Write the next part of the Fair Work Commission decision on costs below, starting after its last sentence.

- _SOURCE DOCUMENT_
+---+

Mr Brock Austin v Sandgate Taphouse Pty Ltd T/A Sandgate Post Office Hotel

Case

[2024] FWC 3088

8 NOVEMBER 2024


[2024] FWC 3088

FAIR WORK COMMISSION

DECISION

Fair Work Act 2009

s.394 - Application for unfair dismissal remedy

Mr Brock Austin
v

Sandgate Taphouse Pty Ltd T/A Sandgate Post Office Hotel

(U2023/6319)

COMMISSIONER SIMPSON

BRISBANE, 8 NOVEMBER 2024

Application for costs pursuant to ss.400A and 611 of the Fair Work Act 2009 against applicant for an unfair dismissal remedy – costs denied

  1. Sandgate Taphouse Pty Ltd T/A Sandgate Post Office Hotel (Sandgate Taphouse / the Costs Applicant) made an application to the Fair Work Commission (the Commission) seeking an order for costs against Mr Brock Austin (Mr Austin / the Costs Respondent) pursuant to ss.400A and 611 of the Fair Work Act 2009 (Cth) (the Act).

+---+

- _DATA SUPPLIED_
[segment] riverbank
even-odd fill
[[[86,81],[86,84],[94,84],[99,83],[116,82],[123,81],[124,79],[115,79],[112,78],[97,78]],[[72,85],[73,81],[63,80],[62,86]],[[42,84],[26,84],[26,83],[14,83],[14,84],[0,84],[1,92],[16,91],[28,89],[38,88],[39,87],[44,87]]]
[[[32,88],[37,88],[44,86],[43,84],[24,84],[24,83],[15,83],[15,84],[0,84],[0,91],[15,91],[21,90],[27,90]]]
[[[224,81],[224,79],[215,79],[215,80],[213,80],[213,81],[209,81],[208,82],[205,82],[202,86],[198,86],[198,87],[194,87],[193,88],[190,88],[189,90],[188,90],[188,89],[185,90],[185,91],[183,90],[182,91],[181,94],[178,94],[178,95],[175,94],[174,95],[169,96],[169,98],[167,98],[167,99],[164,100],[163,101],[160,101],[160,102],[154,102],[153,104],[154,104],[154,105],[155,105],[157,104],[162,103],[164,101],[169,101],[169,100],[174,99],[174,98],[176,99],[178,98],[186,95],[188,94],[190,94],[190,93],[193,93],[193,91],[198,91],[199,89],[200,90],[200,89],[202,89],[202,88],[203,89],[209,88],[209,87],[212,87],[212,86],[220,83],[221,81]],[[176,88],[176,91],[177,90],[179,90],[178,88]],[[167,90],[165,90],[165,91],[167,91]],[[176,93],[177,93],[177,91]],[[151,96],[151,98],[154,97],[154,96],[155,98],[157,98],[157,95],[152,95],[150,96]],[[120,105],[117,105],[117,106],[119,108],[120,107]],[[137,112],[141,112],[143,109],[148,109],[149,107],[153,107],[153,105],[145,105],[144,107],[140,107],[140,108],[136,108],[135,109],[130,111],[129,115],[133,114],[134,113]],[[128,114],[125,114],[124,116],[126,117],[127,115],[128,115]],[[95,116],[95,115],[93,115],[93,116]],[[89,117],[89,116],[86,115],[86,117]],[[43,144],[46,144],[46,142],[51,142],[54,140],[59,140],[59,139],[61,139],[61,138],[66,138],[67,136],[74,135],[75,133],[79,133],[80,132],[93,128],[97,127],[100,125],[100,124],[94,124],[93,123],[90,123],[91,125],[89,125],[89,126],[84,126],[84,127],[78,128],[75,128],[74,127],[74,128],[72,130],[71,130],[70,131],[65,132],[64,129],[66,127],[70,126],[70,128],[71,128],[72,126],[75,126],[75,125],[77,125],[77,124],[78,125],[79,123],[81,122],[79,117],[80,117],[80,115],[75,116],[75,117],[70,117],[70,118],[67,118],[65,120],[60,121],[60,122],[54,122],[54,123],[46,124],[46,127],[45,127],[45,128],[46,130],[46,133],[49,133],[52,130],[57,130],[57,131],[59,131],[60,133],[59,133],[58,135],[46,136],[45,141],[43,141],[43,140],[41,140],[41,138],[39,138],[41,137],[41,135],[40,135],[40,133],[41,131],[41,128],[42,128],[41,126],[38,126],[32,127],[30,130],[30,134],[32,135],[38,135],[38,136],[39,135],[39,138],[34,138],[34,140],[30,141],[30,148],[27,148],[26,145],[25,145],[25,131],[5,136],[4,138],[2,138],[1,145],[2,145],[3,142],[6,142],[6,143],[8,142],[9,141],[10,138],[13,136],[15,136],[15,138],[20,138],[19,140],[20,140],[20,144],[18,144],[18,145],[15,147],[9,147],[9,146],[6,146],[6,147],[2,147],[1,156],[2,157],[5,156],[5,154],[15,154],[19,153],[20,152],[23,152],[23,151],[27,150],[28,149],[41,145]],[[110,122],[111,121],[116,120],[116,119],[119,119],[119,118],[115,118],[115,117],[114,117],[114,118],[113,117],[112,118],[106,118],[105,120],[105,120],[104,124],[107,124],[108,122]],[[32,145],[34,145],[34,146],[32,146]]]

+---+

- _THE REPLY_
  1. The application is made in the context of an application for an unfair dismissal remedy (unfair dismissal application) made under s.394 of the Act by Mr Austin on 12 July 2023. The matter was listed for determinative hearing of the application’s merits before me on 25 October 2023. Mr Austin was represented by Mr Thomas Allan of Allan Bullock Solicitors in the substantive case, and in this costs matter. Sandgate Taphouse was represented by Aitken Legal in the substantive matter and represented itself in this costs matter. On 23 November 2023, I issued a decision, [2023] FWC 3084, dismissing Mr Austin’s unfair dismissal application.

  1. On 7 December 2023, Sandgate Taphouse made this application for costs against Mr Austin. The hearing of this application was adjourned pending the outcome of Mr Austin’s application to appeal the above decision.

  1. On 1 August 2024, a decision, [2024] FWCFB 323 was issued which refused permission to appeal my decision of 23 November 2023.

  1. Directions were issued on 21 August 2024 requiring parties to file material in respect of the costs application. The matter was determined on the papers by consent of the parties.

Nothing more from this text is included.